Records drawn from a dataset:
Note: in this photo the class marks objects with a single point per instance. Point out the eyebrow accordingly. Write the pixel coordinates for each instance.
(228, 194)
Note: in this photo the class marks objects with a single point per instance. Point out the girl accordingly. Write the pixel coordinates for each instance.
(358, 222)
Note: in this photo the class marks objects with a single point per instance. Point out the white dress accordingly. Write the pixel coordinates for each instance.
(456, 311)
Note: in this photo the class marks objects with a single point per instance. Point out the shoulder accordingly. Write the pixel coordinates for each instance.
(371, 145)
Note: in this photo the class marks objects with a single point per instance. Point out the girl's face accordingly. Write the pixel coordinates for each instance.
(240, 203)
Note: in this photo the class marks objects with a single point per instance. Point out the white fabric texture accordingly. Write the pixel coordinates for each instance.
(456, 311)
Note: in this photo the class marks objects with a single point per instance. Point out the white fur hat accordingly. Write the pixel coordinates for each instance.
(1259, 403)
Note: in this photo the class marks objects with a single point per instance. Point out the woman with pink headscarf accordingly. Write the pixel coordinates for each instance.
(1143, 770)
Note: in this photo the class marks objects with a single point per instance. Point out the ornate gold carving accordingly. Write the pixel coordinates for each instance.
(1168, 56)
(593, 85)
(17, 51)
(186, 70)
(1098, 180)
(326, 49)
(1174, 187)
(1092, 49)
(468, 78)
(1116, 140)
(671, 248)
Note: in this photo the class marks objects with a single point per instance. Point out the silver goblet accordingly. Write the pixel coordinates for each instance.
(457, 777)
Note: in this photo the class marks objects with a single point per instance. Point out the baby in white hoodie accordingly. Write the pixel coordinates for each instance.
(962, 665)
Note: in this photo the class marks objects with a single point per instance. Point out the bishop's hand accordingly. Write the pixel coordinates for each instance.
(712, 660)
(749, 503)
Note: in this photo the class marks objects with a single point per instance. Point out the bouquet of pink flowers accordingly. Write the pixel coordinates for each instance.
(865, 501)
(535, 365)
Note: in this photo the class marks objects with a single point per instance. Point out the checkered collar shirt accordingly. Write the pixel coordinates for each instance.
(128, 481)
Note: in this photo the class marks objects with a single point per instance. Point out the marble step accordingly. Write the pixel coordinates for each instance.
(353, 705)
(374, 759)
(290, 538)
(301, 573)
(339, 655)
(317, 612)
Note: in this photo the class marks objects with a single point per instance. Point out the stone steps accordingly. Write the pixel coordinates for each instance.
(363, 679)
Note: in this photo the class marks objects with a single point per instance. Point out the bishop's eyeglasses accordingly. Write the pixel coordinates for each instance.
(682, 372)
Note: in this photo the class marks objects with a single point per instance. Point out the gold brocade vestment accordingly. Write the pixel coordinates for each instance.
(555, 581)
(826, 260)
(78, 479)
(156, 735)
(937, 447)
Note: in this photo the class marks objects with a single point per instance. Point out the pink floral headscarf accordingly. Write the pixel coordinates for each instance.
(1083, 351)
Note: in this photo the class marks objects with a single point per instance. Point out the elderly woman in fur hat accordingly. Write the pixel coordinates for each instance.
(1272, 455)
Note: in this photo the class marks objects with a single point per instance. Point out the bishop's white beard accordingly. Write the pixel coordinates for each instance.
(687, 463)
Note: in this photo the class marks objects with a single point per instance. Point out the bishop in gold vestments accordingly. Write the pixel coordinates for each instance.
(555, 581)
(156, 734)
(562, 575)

:: WHAT NEEDS TO BE DONE ::
Send back, unchanged, every line of the records from the one with "out the gold" through the last.

:: RESPONSE ::
Note: in this photo the class marks objects with a single point per instance. Point out the gold brocade vestment accordingly. Write the pixel coordinates for each instance.
(555, 581)
(826, 260)
(78, 479)
(156, 735)
(937, 447)
Note: in this photo the class marks objects with a single point per instance. Point out the pink floral headscarf accordingly. Write the pixel coordinates for each instance.
(1083, 351)
Note: in this photo the class marks objects with a single point per instance. Point out the elderly woman in fur hat accordingly. Write the pixel coordinates for each instance.
(1272, 455)
Note: in this photo the class marks objects with a single point per instance. Point out the bishop's white beard accordingly. Write the pixel coordinates for each instance.
(687, 463)
Note: in this photo the class marks objects with a single point per instance. Point out the bishop in gold vestments accordingly. Write the pixel coordinates for each instance.
(555, 581)
(156, 734)
(562, 575)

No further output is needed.